• _Texte source_:
Référence : 2016 CF 1106

[TRADUCTION FRANÇAISE]

Ottawa (Ontario), le 4 octobre 2016

En présence de monsieur le juge Martineau

ENTRE :

ADE OLUMIDE

demandeur

et

SA MAJESTÉ LA REINE DU CHEF DU CANADA ET LE PROCUREUR GÉNÉRAL DU CANADA

défendeurs

JUGEMENT ET MOTIFS

[1]               Les défendeurs, Sa Majesté la Reine du chef du Canada et le procureur général du Canada, déposent une demande pour que la Cour déclare le demandeur dans la présente procédure, M. Ade Olumide, plaideur quérulent.


[2]               La présente demande s’appuie sur le paragraphe 40(1) de la Loi sur les Cours fédérales, LRC 1985, ch. F-7 [la Loi] :

40 (1) La Cour d’appel fédérale ou la Cour fédérale, selon le cas, peut, si elle est convaincue par suite d’une requête qu’une personne a de façon persistante introduit des instances vexatoires devant elle ou y a agi de façon vexatoire au cours d’une instance, lui interdire d’engager d’autres instances devant elle ou de continuer devant elle une instance déjà engagée, sauf avec son autorisation.

40 (1) If the Federal Court of Appeal or the Federal Court is satisfied, on application, that a person has persistently instituted vexatious proceedings or has conducted a proceeding in a vexatious manner, it may order that no further proceedings be instituted by the person in that court or that a proceeding previously instituted by the person in that court not be continued, except by leave of that court.

 

[3]               La présente demande – qui est faite avec le consentement du procureur général du Canada (paragraphe 40(2) de la Loi) – a été déposée au moyen d’un avis de requête en vertu de l’article 369 des Règles des Cours fédérales, DORS/98-106. Selon la Cour d’appel fédérale, il s’agit là d’un moyen convenable (Nelson c. Canada, 2003 CAF 127, au paragraphe 22, [2003] ACF no 407).

[4]               La demande s’appuie sur les affidavits de Mme Paule Chamberland, datés du 8 septembre 2016, et sur ceux de Mme Patricia Suys, datés du 9 septembre 2016, et les éléments de preuve documentaire en annexe. Les éléments de preuve des défendeurs fournissent également une quantité considérable de détails sur l’historique des diverses actions en justice intentées par M. Olumide aux niveaux fédéral et provincial (y compris les instances et appels connexes en matière fiscale de M. Olumide et de multiples contestations constitutionnelles), ainsi que sur les divers dépens impayés adjugés contre M. Olumide relativement à ses nombreuses actions et demandes.

[5]               En date d’aujourd’hui et à l’heure actuelle, M. Olumide n’a déposé devant la Cour aucun document pour répondre à la requête des défendeurs, et je n’ai aucune raison de douter de la véracité des faits allégués dans les affidavits de Mme Chamberland et de Mme Suys, ni de l’authenticité des diverses pièces produites. Les éléments de preuve à l’appui de la demande des défendeurs sont convaincants, tout comme les arguments présentés dans les observations écrites des défendeurs.

• _Consigne_:
D'après le jugement, en vertu de quel article des Règles des Cours fédérales l'avis de requête a-t-il été déposé ? Les enregistrements ne servent à rien ici.

• _Données fournies_:
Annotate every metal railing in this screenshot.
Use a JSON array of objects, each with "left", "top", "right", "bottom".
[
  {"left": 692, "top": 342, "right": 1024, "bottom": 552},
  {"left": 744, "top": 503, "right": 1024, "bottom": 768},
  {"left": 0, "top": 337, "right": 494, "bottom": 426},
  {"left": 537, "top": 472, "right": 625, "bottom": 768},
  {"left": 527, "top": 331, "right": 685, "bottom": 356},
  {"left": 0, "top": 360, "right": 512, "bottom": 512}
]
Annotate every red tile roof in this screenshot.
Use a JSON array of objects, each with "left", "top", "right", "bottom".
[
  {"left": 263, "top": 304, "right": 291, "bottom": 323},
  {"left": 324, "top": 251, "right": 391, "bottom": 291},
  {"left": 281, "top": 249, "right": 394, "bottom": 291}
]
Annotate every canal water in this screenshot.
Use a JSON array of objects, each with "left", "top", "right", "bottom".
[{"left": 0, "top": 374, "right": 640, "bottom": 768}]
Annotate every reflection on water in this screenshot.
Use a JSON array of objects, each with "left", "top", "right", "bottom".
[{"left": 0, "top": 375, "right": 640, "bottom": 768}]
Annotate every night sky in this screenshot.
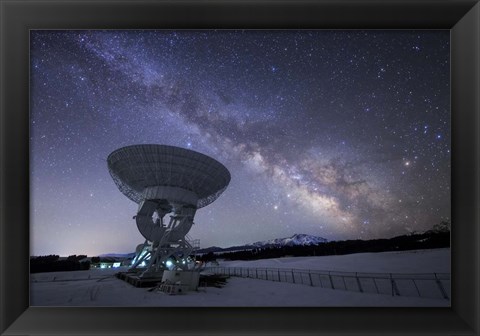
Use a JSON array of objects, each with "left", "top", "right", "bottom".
[{"left": 30, "top": 30, "right": 451, "bottom": 256}]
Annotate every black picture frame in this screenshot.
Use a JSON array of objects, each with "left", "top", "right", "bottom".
[{"left": 0, "top": 0, "right": 480, "bottom": 335}]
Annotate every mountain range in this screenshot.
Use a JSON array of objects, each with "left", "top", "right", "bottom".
[
  {"left": 99, "top": 233, "right": 328, "bottom": 260},
  {"left": 197, "top": 233, "right": 328, "bottom": 253}
]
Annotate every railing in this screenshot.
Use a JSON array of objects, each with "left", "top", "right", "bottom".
[{"left": 205, "top": 267, "right": 450, "bottom": 300}]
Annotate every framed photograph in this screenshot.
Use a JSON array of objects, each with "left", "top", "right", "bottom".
[{"left": 0, "top": 1, "right": 480, "bottom": 335}]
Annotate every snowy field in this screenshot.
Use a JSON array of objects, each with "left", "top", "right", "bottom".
[{"left": 30, "top": 249, "right": 450, "bottom": 307}]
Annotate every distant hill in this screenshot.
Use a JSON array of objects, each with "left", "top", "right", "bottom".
[
  {"left": 197, "top": 233, "right": 328, "bottom": 253},
  {"left": 99, "top": 252, "right": 135, "bottom": 261}
]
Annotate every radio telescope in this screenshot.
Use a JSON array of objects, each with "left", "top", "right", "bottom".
[{"left": 107, "top": 145, "right": 230, "bottom": 276}]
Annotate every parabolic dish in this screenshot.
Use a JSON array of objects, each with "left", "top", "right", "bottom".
[{"left": 107, "top": 145, "right": 230, "bottom": 208}]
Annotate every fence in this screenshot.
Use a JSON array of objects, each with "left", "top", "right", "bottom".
[{"left": 205, "top": 267, "right": 450, "bottom": 300}]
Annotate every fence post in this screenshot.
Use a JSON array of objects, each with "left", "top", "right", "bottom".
[
  {"left": 390, "top": 273, "right": 400, "bottom": 296},
  {"left": 372, "top": 278, "right": 380, "bottom": 294},
  {"left": 412, "top": 279, "right": 421, "bottom": 297},
  {"left": 433, "top": 273, "right": 448, "bottom": 300},
  {"left": 355, "top": 272, "right": 363, "bottom": 293},
  {"left": 328, "top": 271, "right": 335, "bottom": 289}
]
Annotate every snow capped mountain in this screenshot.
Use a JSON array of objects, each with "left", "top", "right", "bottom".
[
  {"left": 99, "top": 252, "right": 135, "bottom": 259},
  {"left": 197, "top": 233, "right": 328, "bottom": 253},
  {"left": 252, "top": 233, "right": 328, "bottom": 247}
]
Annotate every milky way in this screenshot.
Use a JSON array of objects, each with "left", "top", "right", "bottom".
[{"left": 30, "top": 30, "right": 451, "bottom": 255}]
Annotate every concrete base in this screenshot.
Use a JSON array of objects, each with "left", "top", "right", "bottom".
[
  {"left": 162, "top": 270, "right": 200, "bottom": 290},
  {"left": 116, "top": 272, "right": 163, "bottom": 288}
]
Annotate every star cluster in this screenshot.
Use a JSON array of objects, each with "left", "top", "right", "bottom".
[{"left": 30, "top": 30, "right": 451, "bottom": 255}]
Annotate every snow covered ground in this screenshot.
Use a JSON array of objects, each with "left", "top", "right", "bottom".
[
  {"left": 219, "top": 248, "right": 450, "bottom": 273},
  {"left": 30, "top": 249, "right": 450, "bottom": 307}
]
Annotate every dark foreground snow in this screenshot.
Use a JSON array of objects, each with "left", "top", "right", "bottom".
[{"left": 30, "top": 249, "right": 450, "bottom": 307}]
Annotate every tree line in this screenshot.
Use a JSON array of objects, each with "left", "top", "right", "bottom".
[
  {"left": 30, "top": 254, "right": 90, "bottom": 273},
  {"left": 197, "top": 226, "right": 450, "bottom": 262}
]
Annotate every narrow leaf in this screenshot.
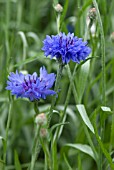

• _Réponse complète_:
En vertu de l'article 369 des Règles des Cours fédérales.